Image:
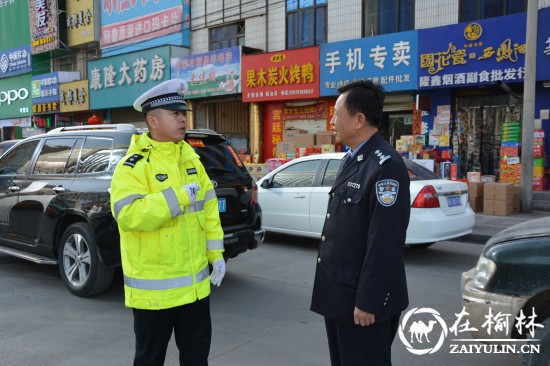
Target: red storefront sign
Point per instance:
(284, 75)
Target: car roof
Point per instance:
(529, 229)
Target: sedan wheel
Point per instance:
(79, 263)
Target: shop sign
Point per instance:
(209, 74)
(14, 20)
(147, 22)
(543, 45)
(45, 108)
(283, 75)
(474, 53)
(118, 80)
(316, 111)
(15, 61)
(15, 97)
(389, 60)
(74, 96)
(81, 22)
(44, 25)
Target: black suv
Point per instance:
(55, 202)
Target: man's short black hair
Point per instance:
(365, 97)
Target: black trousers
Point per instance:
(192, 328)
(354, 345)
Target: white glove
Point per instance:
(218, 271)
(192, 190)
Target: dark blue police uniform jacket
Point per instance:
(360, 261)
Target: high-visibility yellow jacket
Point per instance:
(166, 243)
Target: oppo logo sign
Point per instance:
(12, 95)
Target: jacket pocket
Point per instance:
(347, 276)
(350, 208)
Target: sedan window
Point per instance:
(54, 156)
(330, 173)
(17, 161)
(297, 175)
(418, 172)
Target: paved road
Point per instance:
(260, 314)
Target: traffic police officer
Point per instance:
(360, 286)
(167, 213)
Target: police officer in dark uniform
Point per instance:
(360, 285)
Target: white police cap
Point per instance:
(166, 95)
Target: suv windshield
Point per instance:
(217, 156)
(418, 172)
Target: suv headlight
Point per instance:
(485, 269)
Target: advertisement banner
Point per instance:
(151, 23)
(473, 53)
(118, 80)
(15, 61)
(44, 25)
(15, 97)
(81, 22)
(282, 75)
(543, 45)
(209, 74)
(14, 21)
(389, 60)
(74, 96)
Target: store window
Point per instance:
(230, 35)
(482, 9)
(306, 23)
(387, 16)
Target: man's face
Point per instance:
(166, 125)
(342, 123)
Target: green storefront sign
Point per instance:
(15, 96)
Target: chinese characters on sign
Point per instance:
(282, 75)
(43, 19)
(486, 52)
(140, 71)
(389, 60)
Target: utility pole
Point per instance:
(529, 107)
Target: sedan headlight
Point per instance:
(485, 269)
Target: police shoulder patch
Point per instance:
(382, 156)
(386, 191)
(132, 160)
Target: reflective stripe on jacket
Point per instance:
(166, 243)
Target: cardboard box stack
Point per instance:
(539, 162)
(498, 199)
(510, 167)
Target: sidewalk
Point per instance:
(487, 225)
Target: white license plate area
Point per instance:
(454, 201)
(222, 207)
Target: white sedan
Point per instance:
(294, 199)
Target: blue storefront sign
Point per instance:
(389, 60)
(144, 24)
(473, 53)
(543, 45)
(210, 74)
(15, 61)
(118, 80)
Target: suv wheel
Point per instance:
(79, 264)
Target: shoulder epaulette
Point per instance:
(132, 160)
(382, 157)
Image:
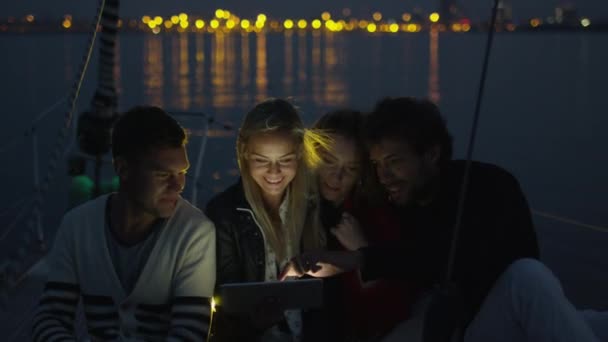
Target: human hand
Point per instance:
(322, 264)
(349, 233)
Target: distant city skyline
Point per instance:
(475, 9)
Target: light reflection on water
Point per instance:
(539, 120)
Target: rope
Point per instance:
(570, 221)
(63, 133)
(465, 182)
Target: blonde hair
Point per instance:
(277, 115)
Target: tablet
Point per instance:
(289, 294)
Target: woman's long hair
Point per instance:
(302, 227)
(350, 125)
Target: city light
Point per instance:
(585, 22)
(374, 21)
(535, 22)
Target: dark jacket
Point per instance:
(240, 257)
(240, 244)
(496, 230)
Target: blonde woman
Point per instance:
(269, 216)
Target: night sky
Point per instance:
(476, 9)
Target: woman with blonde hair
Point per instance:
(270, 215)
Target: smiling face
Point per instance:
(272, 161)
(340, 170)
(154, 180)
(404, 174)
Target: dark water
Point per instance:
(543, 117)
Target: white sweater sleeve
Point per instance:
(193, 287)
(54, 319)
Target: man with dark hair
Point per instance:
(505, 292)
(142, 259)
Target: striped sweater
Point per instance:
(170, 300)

.....

WORK ORDER> Copy only what lies between the start of the listing above and the line containing "Target: sedan headlight", inclusive of both ends, exactly as written, and drop the pictures.

RESPONSE AREA>
Image:
Target: red storefront sign
Point per instance:
(284, 75)
Target: car roof
Point per instance:
(529, 229)
Target: sedan wheel
Point per instance:
(79, 263)
Target: shop sign
Point per instance:
(209, 74)
(14, 20)
(147, 22)
(543, 45)
(45, 108)
(283, 75)
(474, 53)
(118, 80)
(316, 111)
(15, 61)
(15, 97)
(389, 60)
(74, 96)
(81, 22)
(44, 25)
Target: black suv
Point per instance:
(55, 202)
Target: man's short black hair
Point per instance:
(365, 97)
Target: black trousers
Point per instance:
(192, 328)
(354, 345)
Target: white glove
Point per instance:
(218, 271)
(192, 190)
Target: dark blue police uniform jacket
Point per instance:
(360, 261)
Target: high-visibility yellow jacket
Point per instance:
(166, 243)
Target: oppo logo sign
Point per instance:
(12, 95)
Target: jacket pocket
Point per instance:
(347, 276)
(350, 208)
Target: sedan window
Point per instance:
(54, 156)
(330, 173)
(17, 161)
(297, 175)
(418, 172)
Target: paved road
Point per instance:
(260, 314)
Target: traffic police officer
Point per instance:
(360, 286)
(167, 213)
Target: police officer in dark uniform
Point per instance:
(360, 285)
Target: white police cap
Point per instance:
(166, 95)
Target: suv windshield
Point per instance:
(217, 156)
(418, 172)
Target: suv headlight
Point per instance:
(485, 269)
Target: advertisement banner
Point per instance:
(151, 23)
(473, 53)
(118, 80)
(15, 61)
(44, 25)
(15, 97)
(81, 22)
(282, 75)
(543, 45)
(209, 74)
(14, 21)
(389, 60)
(74, 96)
Target: store window
Point per instance:
(230, 35)
(482, 9)
(306, 23)
(387, 16)
Target: man's face
Point per instance:
(166, 125)
(342, 123)
Target: green storefront sign
Point per instance:
(15, 96)
Target: chinese characters on sign
Point per instance:
(282, 75)
(43, 19)
(486, 52)
(140, 71)
(389, 60)
Target: utility pole
Point per instance:
(529, 107)
Target: sedan headlight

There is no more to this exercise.